*Written exercise*. Present each line of the data below as an item in a numbered list, omitting any blank lines.
[start]
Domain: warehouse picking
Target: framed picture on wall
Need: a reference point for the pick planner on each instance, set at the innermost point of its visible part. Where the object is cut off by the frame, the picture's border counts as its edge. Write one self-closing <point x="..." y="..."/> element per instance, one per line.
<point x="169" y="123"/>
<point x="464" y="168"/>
[end]
*Answer to the task*.
1. Domain: warehouse picking
2. Target: framed picture on wall
3. Need: a reference point for the pick planner on each instance, set at the innermost point of its visible part. Where the object is cut off by the frame, the picture's border counts as its edge. Write one self-closing <point x="..." y="..."/> element per instance, one per line.
4. <point x="169" y="123"/>
5. <point x="464" y="168"/>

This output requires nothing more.